• Required work: Filter the entries below and copy out every line that contains the string "give". Treat the match as case-sensitive.

• Source material:
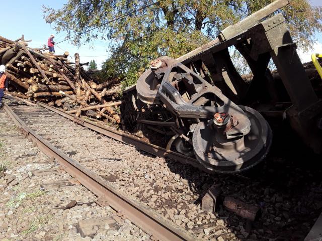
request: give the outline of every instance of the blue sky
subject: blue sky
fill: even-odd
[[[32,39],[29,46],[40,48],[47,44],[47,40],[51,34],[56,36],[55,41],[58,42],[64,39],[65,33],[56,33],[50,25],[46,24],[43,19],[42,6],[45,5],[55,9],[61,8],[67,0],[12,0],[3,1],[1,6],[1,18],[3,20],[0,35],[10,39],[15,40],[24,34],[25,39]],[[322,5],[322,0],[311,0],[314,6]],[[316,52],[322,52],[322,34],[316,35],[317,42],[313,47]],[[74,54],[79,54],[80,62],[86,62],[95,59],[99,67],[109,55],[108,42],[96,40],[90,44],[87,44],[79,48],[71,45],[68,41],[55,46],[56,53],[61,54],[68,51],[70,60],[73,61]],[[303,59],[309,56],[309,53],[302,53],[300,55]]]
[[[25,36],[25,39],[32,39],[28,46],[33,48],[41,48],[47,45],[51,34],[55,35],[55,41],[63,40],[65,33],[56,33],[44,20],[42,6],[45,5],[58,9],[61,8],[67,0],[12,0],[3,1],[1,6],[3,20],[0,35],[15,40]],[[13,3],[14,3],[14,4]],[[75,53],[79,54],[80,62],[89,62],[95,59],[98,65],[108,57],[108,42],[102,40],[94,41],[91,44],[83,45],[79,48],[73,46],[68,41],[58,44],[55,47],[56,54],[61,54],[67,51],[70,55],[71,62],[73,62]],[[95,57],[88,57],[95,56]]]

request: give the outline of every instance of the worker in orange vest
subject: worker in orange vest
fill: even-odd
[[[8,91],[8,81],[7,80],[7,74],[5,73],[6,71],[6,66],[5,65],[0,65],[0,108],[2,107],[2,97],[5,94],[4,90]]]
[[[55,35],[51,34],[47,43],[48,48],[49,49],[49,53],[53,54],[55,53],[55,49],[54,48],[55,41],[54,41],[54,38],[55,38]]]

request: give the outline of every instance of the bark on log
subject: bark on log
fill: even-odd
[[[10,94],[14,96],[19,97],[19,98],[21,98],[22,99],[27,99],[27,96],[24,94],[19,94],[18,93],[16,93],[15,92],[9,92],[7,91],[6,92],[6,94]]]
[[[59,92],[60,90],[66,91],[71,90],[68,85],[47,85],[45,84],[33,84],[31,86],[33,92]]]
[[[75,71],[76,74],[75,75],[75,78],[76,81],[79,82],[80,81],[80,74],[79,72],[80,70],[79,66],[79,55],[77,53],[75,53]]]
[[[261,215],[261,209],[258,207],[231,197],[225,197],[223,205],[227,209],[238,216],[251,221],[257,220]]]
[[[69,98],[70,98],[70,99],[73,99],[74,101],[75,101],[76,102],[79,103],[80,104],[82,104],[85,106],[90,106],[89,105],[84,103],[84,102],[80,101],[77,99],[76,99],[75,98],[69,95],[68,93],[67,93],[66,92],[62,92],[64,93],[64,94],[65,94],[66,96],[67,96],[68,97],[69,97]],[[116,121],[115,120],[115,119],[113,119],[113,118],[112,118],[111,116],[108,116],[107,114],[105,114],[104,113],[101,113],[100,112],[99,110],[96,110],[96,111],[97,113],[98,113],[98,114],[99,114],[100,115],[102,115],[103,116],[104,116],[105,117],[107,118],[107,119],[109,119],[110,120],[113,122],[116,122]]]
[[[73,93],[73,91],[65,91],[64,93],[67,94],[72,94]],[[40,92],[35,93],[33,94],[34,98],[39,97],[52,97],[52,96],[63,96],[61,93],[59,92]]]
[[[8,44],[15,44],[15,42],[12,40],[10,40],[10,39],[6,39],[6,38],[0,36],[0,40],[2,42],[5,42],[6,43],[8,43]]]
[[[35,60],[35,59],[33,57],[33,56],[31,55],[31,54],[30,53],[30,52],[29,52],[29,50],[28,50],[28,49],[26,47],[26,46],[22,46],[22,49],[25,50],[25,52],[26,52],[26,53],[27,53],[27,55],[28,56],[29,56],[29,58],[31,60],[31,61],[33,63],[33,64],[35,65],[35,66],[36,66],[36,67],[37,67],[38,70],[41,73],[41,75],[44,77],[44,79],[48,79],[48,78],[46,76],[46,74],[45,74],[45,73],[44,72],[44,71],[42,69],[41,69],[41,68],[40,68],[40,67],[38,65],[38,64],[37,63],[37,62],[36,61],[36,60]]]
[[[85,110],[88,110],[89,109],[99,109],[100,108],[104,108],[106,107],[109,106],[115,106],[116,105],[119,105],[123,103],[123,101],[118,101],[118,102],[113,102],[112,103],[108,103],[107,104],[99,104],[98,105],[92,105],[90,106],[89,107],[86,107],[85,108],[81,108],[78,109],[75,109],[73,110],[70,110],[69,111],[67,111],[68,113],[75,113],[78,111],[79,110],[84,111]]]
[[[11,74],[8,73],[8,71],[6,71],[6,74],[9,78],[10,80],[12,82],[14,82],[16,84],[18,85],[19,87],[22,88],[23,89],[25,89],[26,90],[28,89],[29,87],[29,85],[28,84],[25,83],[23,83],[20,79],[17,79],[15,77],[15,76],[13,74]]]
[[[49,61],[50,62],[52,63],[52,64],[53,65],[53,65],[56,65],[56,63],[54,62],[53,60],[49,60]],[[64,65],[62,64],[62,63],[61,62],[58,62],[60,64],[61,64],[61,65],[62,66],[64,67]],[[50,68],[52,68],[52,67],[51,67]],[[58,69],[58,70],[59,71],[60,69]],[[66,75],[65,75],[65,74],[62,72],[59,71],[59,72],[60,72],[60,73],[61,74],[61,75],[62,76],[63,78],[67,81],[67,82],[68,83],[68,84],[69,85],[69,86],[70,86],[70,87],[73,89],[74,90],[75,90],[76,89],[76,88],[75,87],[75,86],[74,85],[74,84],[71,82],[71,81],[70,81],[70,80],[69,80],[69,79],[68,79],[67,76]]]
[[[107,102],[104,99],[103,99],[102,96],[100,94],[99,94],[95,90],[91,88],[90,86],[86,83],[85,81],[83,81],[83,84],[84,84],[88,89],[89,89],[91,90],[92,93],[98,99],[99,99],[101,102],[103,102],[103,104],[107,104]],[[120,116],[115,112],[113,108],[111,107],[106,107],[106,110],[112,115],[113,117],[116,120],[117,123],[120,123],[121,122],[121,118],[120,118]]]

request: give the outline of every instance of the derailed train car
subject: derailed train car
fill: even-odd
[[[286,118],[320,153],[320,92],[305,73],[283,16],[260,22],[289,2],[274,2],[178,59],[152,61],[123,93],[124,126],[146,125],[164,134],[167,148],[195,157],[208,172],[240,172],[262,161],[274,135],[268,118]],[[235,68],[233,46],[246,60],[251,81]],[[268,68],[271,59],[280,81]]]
* * *
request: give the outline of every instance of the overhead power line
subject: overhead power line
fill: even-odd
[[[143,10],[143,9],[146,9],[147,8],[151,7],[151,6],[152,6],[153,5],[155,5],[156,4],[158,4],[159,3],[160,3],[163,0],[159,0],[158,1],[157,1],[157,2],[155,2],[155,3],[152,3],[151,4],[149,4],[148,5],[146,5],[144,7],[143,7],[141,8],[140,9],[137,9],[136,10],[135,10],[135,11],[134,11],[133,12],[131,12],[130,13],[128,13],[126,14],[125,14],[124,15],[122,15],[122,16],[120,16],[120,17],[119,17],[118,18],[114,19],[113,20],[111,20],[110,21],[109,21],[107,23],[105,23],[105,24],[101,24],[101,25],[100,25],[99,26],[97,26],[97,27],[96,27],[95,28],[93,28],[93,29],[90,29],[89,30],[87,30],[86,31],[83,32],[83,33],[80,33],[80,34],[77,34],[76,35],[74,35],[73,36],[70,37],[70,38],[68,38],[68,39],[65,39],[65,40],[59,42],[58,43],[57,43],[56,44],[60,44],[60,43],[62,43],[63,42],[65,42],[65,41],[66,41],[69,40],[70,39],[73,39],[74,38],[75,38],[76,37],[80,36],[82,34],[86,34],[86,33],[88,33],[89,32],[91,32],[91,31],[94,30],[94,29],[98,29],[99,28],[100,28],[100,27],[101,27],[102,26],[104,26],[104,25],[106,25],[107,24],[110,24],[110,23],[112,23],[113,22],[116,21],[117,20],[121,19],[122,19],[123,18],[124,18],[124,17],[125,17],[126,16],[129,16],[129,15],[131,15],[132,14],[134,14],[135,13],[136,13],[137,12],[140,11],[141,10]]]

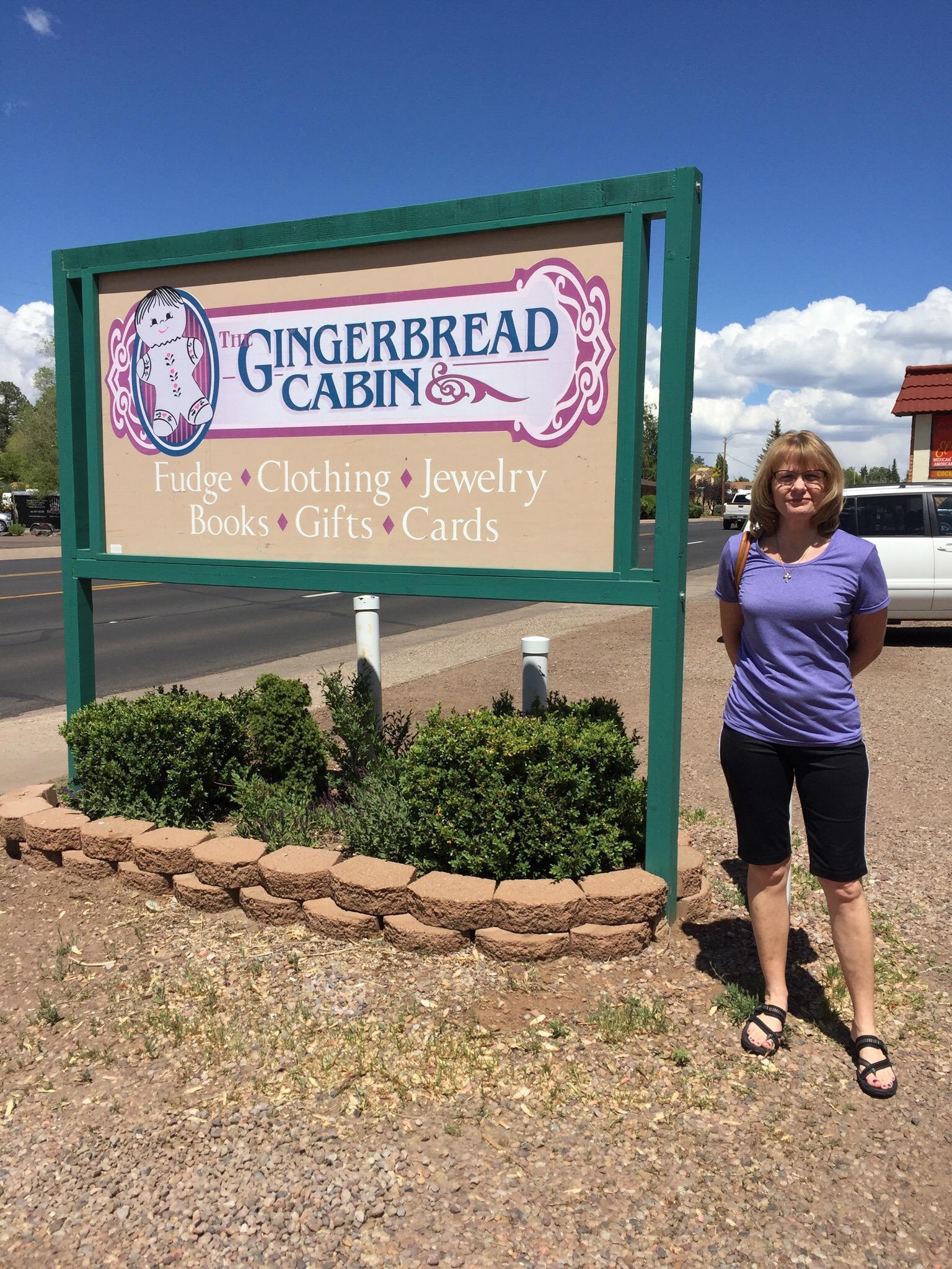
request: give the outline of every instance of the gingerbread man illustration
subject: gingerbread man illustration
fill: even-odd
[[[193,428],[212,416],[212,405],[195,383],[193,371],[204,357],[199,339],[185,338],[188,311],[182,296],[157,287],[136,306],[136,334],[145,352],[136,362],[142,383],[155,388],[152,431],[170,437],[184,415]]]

• Answer to the problem:
request: give the outline of every instance of the blue sky
request: give the outline of every instance of the worker in orange vest
request: give the outline of every instance of the bark on log
request: give the outline of every instance of the derailed train car
request: give the outline of every instance of the overhead power line
request: give the outline of every instance of the gingerbread man illustration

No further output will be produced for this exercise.